TASK OBJECTIVE:
Could you quote the items below word for word, starting at the line that contains "Objective: locate each instance of the young" and ending at the line that contains "x=130, y=122", with both of those lines included?

--- Start DATASET EXTRACT ---

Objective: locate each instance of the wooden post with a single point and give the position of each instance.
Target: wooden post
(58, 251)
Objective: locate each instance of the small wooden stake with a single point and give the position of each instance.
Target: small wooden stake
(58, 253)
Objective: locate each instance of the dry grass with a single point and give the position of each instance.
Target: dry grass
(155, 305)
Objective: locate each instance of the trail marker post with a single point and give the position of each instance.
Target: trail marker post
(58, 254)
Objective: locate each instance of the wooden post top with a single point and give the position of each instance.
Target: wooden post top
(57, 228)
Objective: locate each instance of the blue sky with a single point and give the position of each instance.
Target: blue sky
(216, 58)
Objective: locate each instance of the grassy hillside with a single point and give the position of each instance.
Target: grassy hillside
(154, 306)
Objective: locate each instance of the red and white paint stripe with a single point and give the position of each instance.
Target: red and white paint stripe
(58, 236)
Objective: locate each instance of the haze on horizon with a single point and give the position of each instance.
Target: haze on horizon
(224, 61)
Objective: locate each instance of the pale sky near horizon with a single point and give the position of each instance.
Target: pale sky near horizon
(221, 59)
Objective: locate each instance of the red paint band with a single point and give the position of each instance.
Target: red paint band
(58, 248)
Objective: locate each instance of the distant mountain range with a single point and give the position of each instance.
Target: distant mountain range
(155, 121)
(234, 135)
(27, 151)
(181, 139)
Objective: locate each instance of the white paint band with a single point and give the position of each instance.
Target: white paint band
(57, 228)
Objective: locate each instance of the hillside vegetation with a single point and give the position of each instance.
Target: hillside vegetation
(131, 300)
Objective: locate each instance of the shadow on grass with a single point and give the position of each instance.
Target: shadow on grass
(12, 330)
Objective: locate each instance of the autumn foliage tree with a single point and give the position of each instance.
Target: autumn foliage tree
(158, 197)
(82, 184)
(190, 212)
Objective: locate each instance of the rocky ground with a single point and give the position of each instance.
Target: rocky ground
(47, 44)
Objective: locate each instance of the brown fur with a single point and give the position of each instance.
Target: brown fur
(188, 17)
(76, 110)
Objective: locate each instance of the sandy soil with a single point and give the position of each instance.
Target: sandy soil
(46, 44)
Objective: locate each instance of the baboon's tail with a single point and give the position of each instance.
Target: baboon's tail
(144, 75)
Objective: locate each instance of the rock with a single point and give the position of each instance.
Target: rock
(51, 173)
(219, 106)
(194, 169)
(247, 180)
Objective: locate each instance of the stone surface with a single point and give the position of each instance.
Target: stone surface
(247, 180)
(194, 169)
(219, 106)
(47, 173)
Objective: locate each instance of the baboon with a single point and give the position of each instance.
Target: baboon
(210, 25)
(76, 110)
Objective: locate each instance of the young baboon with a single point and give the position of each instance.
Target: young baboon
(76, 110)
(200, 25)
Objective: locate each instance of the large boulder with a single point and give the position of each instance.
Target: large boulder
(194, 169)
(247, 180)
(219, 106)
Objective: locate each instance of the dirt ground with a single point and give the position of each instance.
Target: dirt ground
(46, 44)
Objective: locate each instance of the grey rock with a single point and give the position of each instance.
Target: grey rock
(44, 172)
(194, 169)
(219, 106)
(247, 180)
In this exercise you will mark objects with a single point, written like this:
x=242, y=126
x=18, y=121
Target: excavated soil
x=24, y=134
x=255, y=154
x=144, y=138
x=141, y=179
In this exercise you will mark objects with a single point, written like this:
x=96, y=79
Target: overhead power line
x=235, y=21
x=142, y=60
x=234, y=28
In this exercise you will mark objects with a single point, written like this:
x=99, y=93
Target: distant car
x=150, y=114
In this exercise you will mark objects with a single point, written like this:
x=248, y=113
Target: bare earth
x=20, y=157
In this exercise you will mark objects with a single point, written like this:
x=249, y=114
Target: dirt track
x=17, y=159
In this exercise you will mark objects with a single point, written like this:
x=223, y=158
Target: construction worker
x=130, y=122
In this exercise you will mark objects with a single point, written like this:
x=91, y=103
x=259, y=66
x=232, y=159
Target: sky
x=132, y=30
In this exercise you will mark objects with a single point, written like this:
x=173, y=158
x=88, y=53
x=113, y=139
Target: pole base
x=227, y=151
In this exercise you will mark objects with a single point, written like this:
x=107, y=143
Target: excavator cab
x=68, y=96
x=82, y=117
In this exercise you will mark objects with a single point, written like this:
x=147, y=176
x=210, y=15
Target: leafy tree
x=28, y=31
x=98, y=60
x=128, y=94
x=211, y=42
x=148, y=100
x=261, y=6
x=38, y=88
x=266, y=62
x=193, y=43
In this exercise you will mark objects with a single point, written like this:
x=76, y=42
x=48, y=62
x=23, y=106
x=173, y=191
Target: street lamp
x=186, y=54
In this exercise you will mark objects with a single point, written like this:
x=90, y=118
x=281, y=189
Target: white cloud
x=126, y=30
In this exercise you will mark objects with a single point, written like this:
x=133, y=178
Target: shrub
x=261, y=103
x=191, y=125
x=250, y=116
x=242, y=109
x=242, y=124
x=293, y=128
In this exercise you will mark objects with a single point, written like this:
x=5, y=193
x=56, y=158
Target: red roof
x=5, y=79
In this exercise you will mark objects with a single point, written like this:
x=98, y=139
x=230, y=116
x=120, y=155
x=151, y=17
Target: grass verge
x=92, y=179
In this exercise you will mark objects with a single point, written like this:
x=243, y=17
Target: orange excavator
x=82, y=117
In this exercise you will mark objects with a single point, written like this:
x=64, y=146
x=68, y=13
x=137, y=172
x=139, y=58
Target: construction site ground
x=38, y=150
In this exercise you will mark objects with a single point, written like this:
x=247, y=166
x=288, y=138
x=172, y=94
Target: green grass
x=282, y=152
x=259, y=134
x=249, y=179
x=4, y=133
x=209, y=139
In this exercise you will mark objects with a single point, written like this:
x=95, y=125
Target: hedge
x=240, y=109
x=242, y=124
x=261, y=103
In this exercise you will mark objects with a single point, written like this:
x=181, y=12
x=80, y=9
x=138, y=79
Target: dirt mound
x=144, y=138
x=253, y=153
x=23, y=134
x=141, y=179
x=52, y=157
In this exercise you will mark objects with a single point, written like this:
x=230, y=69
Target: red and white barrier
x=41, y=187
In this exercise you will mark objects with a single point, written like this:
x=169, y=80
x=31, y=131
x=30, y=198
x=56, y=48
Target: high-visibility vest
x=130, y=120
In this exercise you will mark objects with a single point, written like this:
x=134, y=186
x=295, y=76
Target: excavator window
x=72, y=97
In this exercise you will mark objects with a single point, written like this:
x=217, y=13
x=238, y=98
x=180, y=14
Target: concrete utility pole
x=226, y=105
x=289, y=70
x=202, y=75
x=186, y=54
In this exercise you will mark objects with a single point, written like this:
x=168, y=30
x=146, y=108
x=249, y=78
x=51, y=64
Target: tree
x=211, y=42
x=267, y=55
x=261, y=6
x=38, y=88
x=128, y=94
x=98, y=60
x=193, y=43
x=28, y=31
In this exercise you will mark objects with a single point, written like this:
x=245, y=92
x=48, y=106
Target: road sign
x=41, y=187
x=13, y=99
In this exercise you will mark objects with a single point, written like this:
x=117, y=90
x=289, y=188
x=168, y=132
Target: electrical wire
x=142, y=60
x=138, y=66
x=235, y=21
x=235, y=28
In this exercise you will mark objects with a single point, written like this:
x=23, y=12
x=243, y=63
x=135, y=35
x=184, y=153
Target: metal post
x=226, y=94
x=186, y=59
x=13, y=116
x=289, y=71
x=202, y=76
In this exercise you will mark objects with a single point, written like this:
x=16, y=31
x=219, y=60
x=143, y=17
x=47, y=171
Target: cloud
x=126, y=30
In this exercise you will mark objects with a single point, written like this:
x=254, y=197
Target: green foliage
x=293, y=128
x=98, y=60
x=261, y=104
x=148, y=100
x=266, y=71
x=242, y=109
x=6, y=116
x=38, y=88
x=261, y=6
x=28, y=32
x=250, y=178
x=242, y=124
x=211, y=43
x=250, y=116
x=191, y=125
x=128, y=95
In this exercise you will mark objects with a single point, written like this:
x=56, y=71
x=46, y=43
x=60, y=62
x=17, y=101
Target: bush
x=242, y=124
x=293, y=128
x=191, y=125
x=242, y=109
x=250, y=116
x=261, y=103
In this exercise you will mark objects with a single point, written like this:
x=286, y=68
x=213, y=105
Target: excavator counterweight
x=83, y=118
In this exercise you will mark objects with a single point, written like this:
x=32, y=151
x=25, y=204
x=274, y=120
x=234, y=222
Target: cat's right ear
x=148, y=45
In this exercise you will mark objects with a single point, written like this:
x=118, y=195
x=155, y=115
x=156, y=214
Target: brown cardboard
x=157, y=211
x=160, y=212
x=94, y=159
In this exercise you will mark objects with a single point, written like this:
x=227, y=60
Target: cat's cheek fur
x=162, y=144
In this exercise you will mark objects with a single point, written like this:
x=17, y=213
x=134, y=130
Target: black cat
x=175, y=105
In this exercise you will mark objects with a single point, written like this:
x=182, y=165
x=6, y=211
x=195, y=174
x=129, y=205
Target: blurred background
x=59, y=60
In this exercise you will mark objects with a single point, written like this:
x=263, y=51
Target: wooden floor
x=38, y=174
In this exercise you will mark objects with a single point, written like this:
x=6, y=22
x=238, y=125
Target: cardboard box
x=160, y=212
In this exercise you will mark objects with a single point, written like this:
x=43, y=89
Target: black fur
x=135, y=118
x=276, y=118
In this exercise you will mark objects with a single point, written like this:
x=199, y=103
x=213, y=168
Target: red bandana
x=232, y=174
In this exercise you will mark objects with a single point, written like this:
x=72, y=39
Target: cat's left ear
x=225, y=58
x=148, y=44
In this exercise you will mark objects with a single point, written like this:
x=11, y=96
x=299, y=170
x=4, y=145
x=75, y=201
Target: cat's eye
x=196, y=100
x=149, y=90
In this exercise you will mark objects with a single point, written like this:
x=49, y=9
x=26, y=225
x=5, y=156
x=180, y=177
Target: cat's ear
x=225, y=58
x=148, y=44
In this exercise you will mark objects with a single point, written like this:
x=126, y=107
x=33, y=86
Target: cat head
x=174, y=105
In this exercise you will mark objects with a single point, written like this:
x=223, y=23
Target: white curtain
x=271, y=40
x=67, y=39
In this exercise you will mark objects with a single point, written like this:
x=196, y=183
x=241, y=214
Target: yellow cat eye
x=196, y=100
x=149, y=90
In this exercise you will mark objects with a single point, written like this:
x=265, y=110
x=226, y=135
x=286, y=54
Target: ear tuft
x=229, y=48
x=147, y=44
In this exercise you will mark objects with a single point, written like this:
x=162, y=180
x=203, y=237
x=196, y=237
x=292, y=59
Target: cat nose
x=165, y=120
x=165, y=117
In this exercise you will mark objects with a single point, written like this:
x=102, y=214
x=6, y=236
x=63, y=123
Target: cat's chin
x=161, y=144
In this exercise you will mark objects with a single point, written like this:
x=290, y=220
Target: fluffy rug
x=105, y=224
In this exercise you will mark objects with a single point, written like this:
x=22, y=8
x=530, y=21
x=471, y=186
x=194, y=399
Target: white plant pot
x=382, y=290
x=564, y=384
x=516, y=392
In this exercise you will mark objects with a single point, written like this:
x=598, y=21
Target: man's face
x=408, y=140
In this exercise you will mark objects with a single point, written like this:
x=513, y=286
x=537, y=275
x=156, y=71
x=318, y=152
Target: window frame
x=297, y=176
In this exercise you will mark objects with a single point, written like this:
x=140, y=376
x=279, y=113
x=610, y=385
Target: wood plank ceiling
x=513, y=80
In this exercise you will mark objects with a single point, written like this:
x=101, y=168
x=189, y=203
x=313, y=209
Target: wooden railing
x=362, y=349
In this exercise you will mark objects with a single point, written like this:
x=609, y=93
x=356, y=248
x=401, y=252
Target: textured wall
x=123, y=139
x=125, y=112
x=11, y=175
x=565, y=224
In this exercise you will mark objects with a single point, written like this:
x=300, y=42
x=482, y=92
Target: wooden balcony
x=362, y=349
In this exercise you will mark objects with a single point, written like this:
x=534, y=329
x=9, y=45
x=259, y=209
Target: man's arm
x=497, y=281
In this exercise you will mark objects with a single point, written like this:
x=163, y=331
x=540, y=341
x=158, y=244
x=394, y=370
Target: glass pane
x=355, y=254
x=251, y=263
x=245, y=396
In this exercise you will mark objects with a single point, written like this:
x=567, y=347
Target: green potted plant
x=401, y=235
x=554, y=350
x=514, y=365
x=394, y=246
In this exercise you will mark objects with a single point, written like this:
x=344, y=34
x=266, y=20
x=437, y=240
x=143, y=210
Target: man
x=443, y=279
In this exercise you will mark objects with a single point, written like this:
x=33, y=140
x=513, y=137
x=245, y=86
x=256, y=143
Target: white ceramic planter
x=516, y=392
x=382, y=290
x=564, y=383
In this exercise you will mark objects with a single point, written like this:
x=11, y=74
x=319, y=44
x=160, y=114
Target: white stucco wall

--- End DATASET EXTRACT ---

RESPONSE:
Objective: locate each instance of the young baboon with a single point and give the position of each instance.
Target: young baboon
(76, 110)
(200, 25)
Objective: locate each instance of the large boulder with a single point and give the position of each instance.
Target: large boulder
(194, 169)
(247, 180)
(219, 106)
Objective: locate each instance of the dirt ground with a single point and give the position of each instance.
Target: dirt ground
(46, 44)
Objective: locate each instance of the grey rock with a single point and give the position of each instance.
Target: grey rock
(44, 172)
(194, 169)
(219, 106)
(247, 180)
In this exercise you will mark objects with a single point, written like this:
x=242, y=126
x=18, y=121
Target: excavated soil
x=24, y=134
x=255, y=154
x=144, y=138
x=141, y=179
In this exercise you will mark objects with a single point, written like this:
x=96, y=79
Target: overhead power line
x=235, y=21
x=142, y=60
x=234, y=28
In this exercise you will mark objects with a single point, written like this:
x=99, y=93
Target: distant car
x=150, y=114
In this exercise you will mark objects with a single point, written like this:
x=248, y=113
Target: bare earth
x=20, y=157
In this exercise you will mark objects with a single point, written like this:
x=249, y=114
Target: dirt track
x=17, y=159
In this exercise you will mark objects with a single point, written like this:
x=223, y=158
Target: construction worker
x=130, y=122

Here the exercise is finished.